_Work instructions_
The records that follow should be copied in full, exactly as they read.

'''

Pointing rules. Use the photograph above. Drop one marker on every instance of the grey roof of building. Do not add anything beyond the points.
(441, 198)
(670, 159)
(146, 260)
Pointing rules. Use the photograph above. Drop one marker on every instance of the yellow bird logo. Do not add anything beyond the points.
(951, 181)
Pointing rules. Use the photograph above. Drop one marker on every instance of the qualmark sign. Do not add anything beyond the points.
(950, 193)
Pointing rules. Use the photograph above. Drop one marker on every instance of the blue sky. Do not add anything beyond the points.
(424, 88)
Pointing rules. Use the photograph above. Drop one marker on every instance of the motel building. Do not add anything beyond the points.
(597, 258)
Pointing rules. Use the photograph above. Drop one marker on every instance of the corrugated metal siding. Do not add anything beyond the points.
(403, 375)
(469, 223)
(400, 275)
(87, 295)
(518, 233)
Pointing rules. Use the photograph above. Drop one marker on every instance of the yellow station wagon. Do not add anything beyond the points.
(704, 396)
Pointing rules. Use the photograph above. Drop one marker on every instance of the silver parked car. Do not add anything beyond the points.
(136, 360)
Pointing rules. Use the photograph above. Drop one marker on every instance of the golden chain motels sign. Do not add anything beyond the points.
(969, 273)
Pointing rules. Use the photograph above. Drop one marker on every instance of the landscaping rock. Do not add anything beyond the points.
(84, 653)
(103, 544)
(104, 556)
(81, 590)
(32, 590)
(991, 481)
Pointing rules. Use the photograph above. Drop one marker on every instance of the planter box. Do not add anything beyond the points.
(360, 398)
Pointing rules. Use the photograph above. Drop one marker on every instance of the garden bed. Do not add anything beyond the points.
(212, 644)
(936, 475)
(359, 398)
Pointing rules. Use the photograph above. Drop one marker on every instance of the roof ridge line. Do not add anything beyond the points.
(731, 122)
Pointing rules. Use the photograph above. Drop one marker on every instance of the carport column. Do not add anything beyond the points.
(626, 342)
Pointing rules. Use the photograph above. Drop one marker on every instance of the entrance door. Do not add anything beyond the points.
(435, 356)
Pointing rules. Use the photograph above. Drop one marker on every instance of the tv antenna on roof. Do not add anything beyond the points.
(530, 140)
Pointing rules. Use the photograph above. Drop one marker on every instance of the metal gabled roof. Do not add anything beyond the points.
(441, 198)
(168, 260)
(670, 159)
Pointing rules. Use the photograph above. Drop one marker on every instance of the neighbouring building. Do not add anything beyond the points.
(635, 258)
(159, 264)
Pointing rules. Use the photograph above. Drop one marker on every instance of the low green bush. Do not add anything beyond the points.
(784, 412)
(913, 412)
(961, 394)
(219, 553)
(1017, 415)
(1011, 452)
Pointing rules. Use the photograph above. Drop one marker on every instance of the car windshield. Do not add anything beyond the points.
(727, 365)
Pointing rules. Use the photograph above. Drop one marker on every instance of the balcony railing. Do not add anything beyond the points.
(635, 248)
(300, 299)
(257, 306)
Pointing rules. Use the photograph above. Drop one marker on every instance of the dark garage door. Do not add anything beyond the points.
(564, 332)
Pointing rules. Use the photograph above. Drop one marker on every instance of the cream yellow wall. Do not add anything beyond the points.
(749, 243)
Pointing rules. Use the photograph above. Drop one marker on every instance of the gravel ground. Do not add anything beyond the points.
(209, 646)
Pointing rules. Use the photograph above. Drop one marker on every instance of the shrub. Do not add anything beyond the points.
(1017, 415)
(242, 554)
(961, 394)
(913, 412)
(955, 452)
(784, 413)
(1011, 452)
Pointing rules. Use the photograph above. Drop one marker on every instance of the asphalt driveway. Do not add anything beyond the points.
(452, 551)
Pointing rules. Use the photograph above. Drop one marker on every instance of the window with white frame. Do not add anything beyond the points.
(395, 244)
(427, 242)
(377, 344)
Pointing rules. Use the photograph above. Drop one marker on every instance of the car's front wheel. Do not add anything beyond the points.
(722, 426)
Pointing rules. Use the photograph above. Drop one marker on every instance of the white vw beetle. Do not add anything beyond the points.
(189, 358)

'''

_Response to this task_
Pointing rules. Use the photograph above. Drop one marker on every instance of the grey roof of building. Do not add anything beyond the points.
(441, 198)
(670, 159)
(146, 260)
Pointing rules. Use the photograph above. Drop one marker on every instance of the yellow bird logo. Do not add anything beyond the points.
(951, 181)
Pointing rules. Use the photograph above. Drop one marker on every instance of the qualmark sign. Do not add anything beyond the points.
(950, 193)
Pointing rules. Use the photograph above. Drop one marker on every instance of the blue sky. Do not add anything beyond the points.
(424, 88)
Pointing rules. Use the photograph above. Drop one marker on every instance of the motel building. Do not add anything beyond the points.
(597, 258)
Pointing rules. Use the photograph above. Drop one marker on every instance of the corrugated metal siding. Do not add anything beyond the points.
(403, 375)
(469, 223)
(400, 275)
(87, 295)
(518, 233)
Pointing rules. Use the photograph above. Drop one marker on every instance of the yellow station wagon. Do not add anything beyond the points.
(704, 396)
Pointing rules. Use the photograph above. Drop one marker on every instance of the silver parked car. Do not add anything beyond the points.
(136, 360)
Pointing rules. Use the photograph above. Drop one marker on every instance of the golden chain motels sign. Do not add anything beyond the points.
(969, 273)
Pointing rules. Use the photograph above. Drop one marker on every instance of the landscaping rock. Do not add anything beyond the points.
(84, 653)
(103, 544)
(104, 556)
(81, 590)
(32, 590)
(991, 481)
Pointing rules. Use the photograph above. Drop one marker on every instance of the planter box. Do not add anything beyond the points.
(360, 398)
Pointing rules. Use the photograph above. Drop one marker on every instance of the garden bed. Do not add anything beyond the points.
(212, 644)
(936, 475)
(359, 398)
Pointing rules. Use the photograph above. Drop one marker on every instance of the roof ridge line. Do not add anything beyond the points.
(731, 122)
Pointing rules. Use the photograph above. Drop one marker on every instance of the carport column. Do not add anything beyond the points.
(626, 342)
Pointing rules. Use the photograph above. Drop one marker on every instance of the entrance door. Do not add anything beyond the points.
(435, 356)
Pointing rules. Use the photograph above. Drop one marker on every instance of the tv antenna on roof. Do not add anything beyond the points.
(530, 140)
Pointing rules. Use the photograph above. Drop one marker on every instance of the metal gabled roof. Do not add anything beyond the points.
(441, 198)
(168, 260)
(670, 159)
Pointing rules. Use the photograph above. Drop one marker on every instance of the neighbouring building. Do not add anything beyond the points.
(635, 258)
(159, 264)
Pointing rules. Use the photograph above. Drop one marker on every instance of the low green bush. Do not add anything beyond the points.
(784, 412)
(913, 412)
(961, 394)
(219, 553)
(1017, 415)
(1011, 452)
Pointing rules. Use the photograph above. Drop one marker on every instance of the car windshield. Do not add anything beyond the points.
(727, 365)
Pointing rules. Use the photograph above. Drop one marker on every instance of the balcony railing. Do not add anything beyond the points.
(635, 248)
(300, 299)
(257, 306)
Pointing rules. Use the photograph above. Drop one marker on every instance of the dark garage door. Do not add anything beyond the points.
(564, 332)
Pointing rules. Use the photograph above. Drop one marker on every instance of the cream yellow wall. Do not add anything beyond the points.
(749, 243)
Pointing rules. Use the photograph above. Drop one marker on every instance of the gravel ground. Do not add anything beyond the points.
(209, 646)
Pointing rules. Use the photograph above. Drop one marker on every instance of the shrub. Do not add anything beyond the points.
(1017, 415)
(242, 554)
(961, 394)
(913, 412)
(955, 452)
(784, 413)
(1011, 452)
Pointing rules. Use the photograph above. Drop one marker on every instance of the asphalt driveway. Do not add anything beyond the points.
(452, 551)
Pointing rules. Use the photograph above. Drop one marker on every instance of the window with white frame. Do not add anything beyond the points.
(395, 244)
(427, 242)
(377, 344)
Pointing rules. Use the photograph above. Drop one marker on every instance of the car's front wheel. Do not add anything beyond the points.
(722, 426)
Pointing rules. Use the photograph above. Drop one marker on every instance of the white vw beetle. Do not add anything beyond the points.
(189, 358)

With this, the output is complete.